# Zandra Rhodes MAC Collection



## mjalomo (Jun 20, 2006)

I was browsing to find out more about the new MAC Zandra collection & I stumbled across a news program featuring an interview with the designer.  She mentioned she has finished a collection for MAC that is being released in October with "a big show in London" to promote it.  The show was "Full Focus" on video.google.com (March 20, 2006).  This should mean lots of bright colors!!!!  Rejoice!!


----------



## Parishoon (Jun 20, 2006)

she does indeed love bright bold colours!

linking to wire image & film magic pics of her (plmk if it's not okay)
Zandra Rhodes
Zandra Rhodes at a MAC Cocktail party


----------



## ette (Jun 20, 2006)

Wait is she the next icon? Or is this a mini collection like those Asia exclusives for some pop stars?


----------



## Juneplum (Jun 21, 2006)

ummm 
	

	
	
		
		

		
			





 who is that??? 
	

	
	
		
		

		
		
	


	




 she of red hair and way crazy outfit??


----------



## BlahWah (Jun 21, 2006)

Quote:

   Originally Posted by *Juneplum* 
_ummm 
	

	
	
		
		

		
		
	


	




 who is that??? 
	

	
	
		
		

		
		
	


	




 she of red hair and way crazy outfit??_

 
*lol* I was thinking the exact same thing!  Though it would be interesting to see what collection they come up with.


----------



## PrettyinPink (Jun 21, 2006)

Wow, she's a funky lady! I'd like to know who she is too. I bet this collection will have really fun, bright colors!


----------



## bellaetoile (Jun 21, 2006)

so is this going to be an overseas exclusive? it sounds intriguing..


----------



## princessOfpOi (Jun 21, 2006)

+-------+

** INSTRUCTION **
Continue the forum thread about the Zandra Rhodes MAC collection, starting right after its final line.

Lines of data
+-------+

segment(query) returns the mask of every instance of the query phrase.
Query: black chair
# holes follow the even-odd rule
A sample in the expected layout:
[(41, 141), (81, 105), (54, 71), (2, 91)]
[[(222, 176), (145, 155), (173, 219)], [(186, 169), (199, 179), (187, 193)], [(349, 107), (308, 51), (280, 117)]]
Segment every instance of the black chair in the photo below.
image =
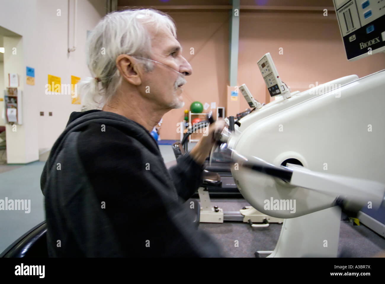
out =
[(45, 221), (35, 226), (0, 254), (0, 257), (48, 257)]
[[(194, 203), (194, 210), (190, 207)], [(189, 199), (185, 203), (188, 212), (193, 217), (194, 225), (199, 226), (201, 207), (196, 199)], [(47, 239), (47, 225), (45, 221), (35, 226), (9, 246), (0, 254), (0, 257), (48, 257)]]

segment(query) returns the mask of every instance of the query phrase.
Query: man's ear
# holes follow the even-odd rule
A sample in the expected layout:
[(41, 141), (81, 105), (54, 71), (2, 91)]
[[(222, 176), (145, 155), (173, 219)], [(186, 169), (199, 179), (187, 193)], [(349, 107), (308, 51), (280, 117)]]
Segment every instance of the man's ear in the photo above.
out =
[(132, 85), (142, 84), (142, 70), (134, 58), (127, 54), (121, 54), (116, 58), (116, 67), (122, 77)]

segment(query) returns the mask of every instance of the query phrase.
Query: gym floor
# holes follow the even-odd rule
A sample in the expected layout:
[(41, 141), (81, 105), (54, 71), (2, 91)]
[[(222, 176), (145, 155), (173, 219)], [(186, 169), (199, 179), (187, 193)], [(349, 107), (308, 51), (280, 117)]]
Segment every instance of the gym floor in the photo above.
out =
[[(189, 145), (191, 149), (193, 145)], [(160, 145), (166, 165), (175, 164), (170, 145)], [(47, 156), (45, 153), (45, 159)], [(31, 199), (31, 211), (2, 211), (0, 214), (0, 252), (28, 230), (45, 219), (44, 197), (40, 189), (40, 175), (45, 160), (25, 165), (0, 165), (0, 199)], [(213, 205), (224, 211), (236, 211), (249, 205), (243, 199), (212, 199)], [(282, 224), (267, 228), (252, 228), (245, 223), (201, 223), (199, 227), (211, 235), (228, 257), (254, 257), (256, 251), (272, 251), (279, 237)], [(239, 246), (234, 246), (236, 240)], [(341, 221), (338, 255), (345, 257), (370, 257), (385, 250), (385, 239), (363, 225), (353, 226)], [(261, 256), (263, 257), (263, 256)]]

+-------+

** EXPECTED ANSWER **
Zandra Rhodes is a designer from and fairly big here in England, she's viewed as a bit of an eccentric among conservative types..

She is perpetually pink of hair and lots of fun so this collection should be exciting!


----------



## Juneplum (Jun 21, 2006)

^ cool! i'm looking forward to this collection now!!!


----------



## lianna (Jun 21, 2006)

Ooh that's sounds great. I think she'll be the next Icon then cos most of the time MAC doesn't ask celebrities for input on whole collections unless they're the icon.


----------



## caroni99 (Jun 21, 2006)

Maybe it will be like the Isabella Blow lipstick except instead of a lippie alone it will be a collection.

Isabella Blow was a designer right?


----------



## martygreene (Jun 21, 2006)

This may well be like the Isabella Blow, Y and Kei, Luella, Elie Saab, etc. collections. Probably a palette or a couple items, but not a whole collection.


----------



## merleskaya (Jun 21, 2006)

Quote:

   Originally Posted by *martygreene* 
_This may well be like the Isabella Blow, Y and Kei, Luella, Elie Saab, etc. collections. Probably a palette or a couple items, but not a whole collection._

 
That's what I was thinking, too.  Zandra's been around since the late 60s and has had a hand in some eccentric fashion trends from the 70s onward.  Princess Diana wore a few of her gowns during the exploding-bow 80s period.

Check out zandrarhodes.com for more info...IMO she's a natural for MAC!

merleskaya


----------



## d_flawless (Jun 21, 2006)

hmm, she sort of reminds me of patricia field...


----------



## msthrope (Jun 21, 2006)

she is the reason books like "blue eye shadow should be illegal" were written.


----------



## bellaetoile (Jun 21, 2006)

Quote:

   Originally Posted by *martygreene* 
_This may well be like the Isabella Blow, Y and Kei, Luella, Elie Saab, etc. collections. Probably a palette or a couple items, but not a whole collection._

 
elie saab had a MAC collection? wow, when was this? where was i? was it a foreign release? that's cool!


----------



## allan_willb (Jun 21, 2006)

did you say bright colors.....?::::
	

	
	
		
		

		
		
	


	




  DROPS DEAD:::::


----------



## ishtarchick (Jun 22, 2006)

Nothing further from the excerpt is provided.